● STORED DATA

- - - - - - -

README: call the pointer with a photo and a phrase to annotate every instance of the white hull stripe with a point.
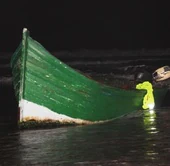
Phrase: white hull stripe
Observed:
(33, 111)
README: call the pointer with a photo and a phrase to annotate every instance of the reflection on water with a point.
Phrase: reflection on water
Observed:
(139, 140)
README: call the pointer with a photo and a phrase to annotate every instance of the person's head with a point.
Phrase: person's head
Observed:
(143, 76)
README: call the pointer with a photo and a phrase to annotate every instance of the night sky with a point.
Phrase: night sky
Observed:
(67, 25)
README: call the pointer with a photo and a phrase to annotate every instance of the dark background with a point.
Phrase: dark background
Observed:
(67, 25)
(92, 36)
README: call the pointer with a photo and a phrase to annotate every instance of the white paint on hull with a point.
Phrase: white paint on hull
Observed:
(33, 111)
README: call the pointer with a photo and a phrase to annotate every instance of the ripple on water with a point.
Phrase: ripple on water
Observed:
(142, 139)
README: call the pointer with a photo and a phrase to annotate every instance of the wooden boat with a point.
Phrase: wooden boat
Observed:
(49, 90)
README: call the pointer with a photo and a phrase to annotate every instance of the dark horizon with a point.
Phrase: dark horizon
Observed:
(78, 25)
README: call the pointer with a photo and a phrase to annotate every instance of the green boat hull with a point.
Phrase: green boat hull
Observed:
(48, 89)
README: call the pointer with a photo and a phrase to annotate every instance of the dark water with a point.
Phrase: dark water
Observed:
(141, 139)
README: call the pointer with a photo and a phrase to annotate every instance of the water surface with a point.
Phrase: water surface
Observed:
(141, 139)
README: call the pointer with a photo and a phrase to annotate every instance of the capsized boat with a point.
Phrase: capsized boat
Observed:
(50, 90)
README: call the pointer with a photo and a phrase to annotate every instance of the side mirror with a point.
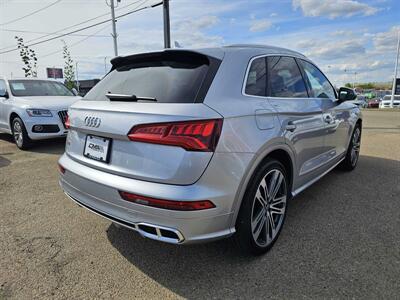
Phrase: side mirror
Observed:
(346, 94)
(4, 94)
(74, 91)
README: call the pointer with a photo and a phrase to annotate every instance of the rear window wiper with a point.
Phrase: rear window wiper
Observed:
(129, 98)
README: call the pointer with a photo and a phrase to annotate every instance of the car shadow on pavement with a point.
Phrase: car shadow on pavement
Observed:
(338, 237)
(51, 146)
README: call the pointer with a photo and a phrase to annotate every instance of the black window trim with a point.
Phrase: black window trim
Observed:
(266, 78)
(307, 81)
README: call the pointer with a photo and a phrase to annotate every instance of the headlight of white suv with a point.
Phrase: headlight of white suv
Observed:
(39, 112)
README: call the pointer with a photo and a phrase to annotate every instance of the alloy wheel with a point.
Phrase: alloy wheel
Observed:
(269, 207)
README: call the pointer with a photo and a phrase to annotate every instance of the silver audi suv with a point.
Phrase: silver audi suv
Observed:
(187, 146)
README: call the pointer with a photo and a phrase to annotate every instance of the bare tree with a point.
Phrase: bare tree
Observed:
(28, 57)
(69, 73)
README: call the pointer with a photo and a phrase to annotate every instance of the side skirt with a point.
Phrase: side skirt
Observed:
(302, 188)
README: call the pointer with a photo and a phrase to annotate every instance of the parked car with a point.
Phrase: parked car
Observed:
(33, 109)
(188, 146)
(387, 100)
(360, 101)
(374, 103)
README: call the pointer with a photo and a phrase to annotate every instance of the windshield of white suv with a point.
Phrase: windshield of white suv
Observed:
(25, 88)
(389, 97)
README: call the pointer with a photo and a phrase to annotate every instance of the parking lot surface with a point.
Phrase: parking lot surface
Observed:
(341, 238)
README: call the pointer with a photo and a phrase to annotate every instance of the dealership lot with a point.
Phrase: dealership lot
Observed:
(341, 238)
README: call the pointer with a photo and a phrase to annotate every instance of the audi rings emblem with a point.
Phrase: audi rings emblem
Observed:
(92, 122)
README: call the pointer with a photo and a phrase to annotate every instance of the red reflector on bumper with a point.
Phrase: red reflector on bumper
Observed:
(61, 169)
(167, 204)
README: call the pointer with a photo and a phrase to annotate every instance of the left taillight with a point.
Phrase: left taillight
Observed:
(199, 135)
(67, 122)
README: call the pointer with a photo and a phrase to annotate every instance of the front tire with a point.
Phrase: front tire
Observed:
(20, 134)
(263, 209)
(353, 152)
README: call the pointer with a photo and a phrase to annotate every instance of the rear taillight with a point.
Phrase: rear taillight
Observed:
(200, 135)
(67, 123)
(167, 204)
(61, 169)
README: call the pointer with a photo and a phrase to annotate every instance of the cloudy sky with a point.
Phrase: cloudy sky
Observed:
(341, 36)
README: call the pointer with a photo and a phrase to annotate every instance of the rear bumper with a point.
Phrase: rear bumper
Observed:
(98, 191)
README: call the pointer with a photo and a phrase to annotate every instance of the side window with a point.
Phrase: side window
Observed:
(320, 86)
(284, 78)
(2, 88)
(256, 79)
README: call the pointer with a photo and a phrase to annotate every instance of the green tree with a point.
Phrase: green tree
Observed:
(69, 73)
(28, 57)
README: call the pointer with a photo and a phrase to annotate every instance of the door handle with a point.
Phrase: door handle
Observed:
(291, 127)
(328, 119)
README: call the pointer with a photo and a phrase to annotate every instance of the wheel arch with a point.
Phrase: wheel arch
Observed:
(13, 115)
(280, 152)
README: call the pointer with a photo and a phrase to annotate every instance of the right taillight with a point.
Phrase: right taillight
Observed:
(199, 135)
(67, 123)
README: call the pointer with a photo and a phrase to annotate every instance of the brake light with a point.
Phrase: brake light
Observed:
(67, 122)
(61, 169)
(200, 135)
(167, 204)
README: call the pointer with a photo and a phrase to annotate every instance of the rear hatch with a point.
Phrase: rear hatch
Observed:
(146, 119)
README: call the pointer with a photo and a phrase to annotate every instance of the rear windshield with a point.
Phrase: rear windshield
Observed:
(170, 78)
(26, 88)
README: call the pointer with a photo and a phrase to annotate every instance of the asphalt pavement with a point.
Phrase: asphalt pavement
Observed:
(341, 238)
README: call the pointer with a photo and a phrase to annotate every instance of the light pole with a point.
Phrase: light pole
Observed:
(77, 76)
(395, 70)
(114, 26)
(167, 30)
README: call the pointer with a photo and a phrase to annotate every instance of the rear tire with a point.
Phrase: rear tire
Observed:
(263, 209)
(353, 152)
(20, 134)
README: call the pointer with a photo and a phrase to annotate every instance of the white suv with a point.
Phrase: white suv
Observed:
(34, 109)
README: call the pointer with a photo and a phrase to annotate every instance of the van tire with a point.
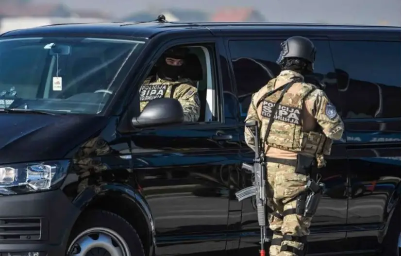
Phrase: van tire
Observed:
(391, 239)
(110, 223)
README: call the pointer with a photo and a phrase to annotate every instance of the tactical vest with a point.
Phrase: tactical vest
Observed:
(286, 131)
(155, 90)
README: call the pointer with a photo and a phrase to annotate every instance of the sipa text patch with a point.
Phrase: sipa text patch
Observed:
(151, 92)
(283, 113)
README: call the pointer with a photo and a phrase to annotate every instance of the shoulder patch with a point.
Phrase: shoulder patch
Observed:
(330, 111)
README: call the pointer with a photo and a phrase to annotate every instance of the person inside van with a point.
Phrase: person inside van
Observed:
(169, 82)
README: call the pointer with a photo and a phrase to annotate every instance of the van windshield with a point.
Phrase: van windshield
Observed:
(63, 74)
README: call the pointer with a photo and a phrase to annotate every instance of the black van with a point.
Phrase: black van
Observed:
(83, 173)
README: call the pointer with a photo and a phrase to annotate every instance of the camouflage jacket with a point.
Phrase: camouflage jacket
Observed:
(302, 109)
(183, 91)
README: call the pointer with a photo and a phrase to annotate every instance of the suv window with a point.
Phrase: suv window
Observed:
(254, 64)
(369, 76)
(61, 74)
(198, 71)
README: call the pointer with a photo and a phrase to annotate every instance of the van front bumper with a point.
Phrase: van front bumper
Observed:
(36, 224)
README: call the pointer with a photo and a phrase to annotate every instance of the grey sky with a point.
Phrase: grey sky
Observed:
(332, 11)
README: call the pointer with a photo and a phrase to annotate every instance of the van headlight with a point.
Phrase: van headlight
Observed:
(32, 177)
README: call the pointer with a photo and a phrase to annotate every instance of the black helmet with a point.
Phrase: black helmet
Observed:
(177, 53)
(297, 47)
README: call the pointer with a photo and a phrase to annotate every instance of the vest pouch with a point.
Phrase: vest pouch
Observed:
(327, 147)
(304, 164)
(313, 143)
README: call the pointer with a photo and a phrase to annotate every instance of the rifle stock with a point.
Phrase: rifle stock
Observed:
(258, 189)
(247, 167)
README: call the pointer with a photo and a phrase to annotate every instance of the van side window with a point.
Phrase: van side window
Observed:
(369, 77)
(254, 64)
(198, 71)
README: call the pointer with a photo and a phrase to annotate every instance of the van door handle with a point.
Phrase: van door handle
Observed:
(222, 137)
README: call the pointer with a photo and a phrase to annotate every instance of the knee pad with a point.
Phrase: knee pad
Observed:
(289, 248)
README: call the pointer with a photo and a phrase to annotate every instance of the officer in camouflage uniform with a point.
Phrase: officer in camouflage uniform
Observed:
(168, 83)
(302, 130)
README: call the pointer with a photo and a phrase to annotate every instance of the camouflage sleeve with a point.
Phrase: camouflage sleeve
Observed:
(319, 105)
(252, 115)
(187, 95)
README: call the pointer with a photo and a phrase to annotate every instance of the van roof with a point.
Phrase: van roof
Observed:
(150, 29)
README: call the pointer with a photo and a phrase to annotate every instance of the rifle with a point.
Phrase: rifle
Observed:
(258, 189)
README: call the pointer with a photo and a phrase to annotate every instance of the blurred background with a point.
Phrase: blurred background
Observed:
(16, 14)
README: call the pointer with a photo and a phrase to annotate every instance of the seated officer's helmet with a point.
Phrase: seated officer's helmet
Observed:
(177, 53)
(297, 47)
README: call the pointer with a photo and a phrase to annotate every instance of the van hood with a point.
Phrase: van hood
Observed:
(26, 137)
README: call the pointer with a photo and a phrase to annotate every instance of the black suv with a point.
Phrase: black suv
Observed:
(83, 172)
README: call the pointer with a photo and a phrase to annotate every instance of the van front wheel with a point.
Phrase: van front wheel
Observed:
(102, 233)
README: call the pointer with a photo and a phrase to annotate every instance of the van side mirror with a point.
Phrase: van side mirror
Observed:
(161, 111)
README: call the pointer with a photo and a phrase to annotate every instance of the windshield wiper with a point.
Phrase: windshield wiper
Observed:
(19, 110)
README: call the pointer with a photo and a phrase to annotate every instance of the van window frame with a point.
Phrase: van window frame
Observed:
(281, 37)
(160, 46)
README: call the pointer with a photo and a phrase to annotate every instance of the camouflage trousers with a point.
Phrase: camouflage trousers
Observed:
(290, 231)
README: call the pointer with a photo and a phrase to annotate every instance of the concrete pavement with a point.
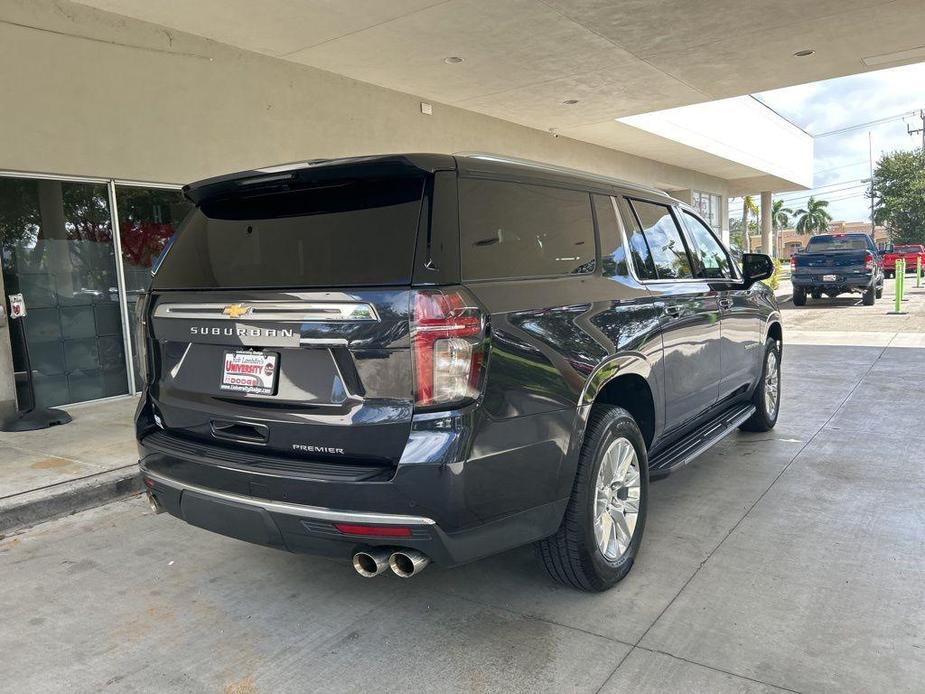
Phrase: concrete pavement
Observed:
(53, 472)
(787, 561)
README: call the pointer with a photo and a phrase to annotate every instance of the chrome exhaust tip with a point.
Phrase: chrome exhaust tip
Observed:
(408, 562)
(371, 562)
(154, 504)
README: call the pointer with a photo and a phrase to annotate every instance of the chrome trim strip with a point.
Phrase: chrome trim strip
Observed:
(317, 512)
(324, 341)
(273, 311)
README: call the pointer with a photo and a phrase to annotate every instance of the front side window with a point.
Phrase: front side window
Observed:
(663, 238)
(711, 257)
(519, 230)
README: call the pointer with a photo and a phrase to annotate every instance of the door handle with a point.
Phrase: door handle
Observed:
(240, 431)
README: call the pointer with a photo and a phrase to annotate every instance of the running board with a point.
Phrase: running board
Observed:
(684, 451)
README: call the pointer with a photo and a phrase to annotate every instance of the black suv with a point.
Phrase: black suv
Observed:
(427, 357)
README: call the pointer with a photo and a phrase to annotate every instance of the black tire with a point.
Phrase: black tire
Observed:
(572, 555)
(763, 419)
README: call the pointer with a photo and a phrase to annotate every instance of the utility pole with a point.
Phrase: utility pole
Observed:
(919, 130)
(870, 154)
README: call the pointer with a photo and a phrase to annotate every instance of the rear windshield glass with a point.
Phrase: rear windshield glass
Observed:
(836, 243)
(336, 233)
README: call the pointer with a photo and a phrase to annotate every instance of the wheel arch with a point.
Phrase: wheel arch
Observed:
(626, 381)
(776, 331)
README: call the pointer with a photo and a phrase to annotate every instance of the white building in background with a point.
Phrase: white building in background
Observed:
(110, 105)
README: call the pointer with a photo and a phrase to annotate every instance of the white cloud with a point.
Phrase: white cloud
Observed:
(842, 160)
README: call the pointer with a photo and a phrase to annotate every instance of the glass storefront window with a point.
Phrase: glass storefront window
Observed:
(148, 217)
(58, 251)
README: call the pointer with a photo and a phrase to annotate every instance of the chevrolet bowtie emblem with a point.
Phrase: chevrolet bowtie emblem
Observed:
(236, 310)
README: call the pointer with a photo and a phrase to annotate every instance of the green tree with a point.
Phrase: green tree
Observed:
(814, 218)
(899, 195)
(780, 215)
(749, 206)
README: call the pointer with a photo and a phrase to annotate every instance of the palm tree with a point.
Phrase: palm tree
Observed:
(780, 220)
(780, 215)
(814, 218)
(748, 206)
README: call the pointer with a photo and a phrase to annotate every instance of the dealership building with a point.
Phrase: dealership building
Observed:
(110, 106)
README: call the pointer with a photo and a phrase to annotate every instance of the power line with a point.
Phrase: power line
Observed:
(858, 126)
(807, 196)
(843, 166)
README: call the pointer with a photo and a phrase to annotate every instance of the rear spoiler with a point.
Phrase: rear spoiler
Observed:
(286, 176)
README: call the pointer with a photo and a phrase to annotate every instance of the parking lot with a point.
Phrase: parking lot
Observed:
(788, 561)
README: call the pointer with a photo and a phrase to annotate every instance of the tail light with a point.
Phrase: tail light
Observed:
(447, 333)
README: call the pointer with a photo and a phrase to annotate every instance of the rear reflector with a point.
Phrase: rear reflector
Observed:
(373, 530)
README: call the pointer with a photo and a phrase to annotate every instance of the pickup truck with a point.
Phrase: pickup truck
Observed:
(908, 252)
(834, 264)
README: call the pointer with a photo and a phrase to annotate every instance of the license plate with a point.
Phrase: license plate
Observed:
(250, 372)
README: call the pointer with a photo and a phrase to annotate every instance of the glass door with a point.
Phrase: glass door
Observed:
(58, 252)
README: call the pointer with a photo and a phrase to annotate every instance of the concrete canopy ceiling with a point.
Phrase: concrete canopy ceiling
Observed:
(523, 58)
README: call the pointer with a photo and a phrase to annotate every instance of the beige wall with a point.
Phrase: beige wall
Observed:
(89, 93)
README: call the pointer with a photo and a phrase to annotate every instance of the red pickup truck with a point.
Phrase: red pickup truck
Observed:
(908, 252)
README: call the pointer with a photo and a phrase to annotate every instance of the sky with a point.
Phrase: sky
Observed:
(841, 160)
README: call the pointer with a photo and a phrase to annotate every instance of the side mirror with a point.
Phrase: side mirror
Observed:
(756, 266)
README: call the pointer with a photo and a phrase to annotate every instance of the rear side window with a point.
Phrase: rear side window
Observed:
(519, 230)
(664, 240)
(712, 259)
(355, 232)
(853, 242)
(613, 254)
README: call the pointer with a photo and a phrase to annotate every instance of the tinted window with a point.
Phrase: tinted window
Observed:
(339, 233)
(613, 254)
(519, 230)
(664, 240)
(639, 249)
(711, 257)
(819, 244)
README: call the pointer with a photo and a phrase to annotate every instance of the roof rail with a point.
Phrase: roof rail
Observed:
(554, 168)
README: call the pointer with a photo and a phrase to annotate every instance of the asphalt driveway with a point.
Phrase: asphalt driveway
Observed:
(788, 561)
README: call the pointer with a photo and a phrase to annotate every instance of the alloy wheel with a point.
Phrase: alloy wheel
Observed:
(616, 507)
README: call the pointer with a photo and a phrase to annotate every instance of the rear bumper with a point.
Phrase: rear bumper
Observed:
(311, 529)
(860, 282)
(460, 497)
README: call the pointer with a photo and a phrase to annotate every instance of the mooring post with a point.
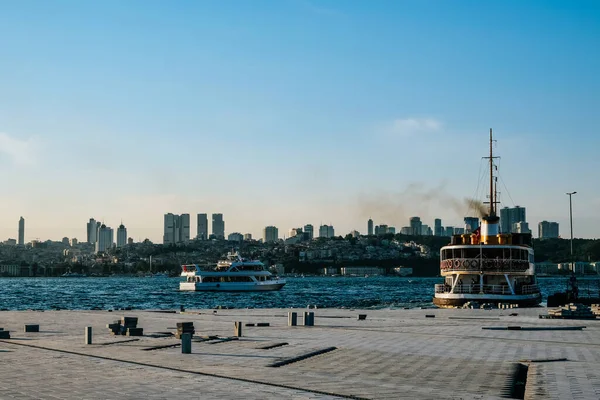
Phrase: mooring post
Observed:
(186, 343)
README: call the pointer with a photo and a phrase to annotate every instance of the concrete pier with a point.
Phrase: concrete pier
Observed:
(394, 354)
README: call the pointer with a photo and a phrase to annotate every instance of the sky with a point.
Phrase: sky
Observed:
(288, 112)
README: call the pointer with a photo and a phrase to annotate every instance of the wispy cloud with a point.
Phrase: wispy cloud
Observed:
(316, 9)
(412, 126)
(20, 152)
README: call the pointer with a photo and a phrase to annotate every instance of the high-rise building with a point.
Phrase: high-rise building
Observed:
(235, 237)
(176, 229)
(295, 231)
(326, 231)
(309, 231)
(104, 238)
(438, 230)
(548, 230)
(426, 230)
(521, 227)
(471, 224)
(270, 234)
(415, 226)
(202, 232)
(121, 236)
(92, 231)
(21, 231)
(218, 226)
(510, 216)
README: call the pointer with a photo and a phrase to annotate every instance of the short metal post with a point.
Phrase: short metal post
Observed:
(186, 343)
(88, 335)
(292, 318)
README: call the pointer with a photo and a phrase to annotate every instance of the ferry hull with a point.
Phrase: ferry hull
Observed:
(230, 287)
(457, 300)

- - - - - - -

● YOUR GOAL
Where a line in the records above includes the string "right", show it.

● RESULT
README: call the pointer with a photo and a phrase to annotate every instance of the right taillight with a point.
Phrase: right taillight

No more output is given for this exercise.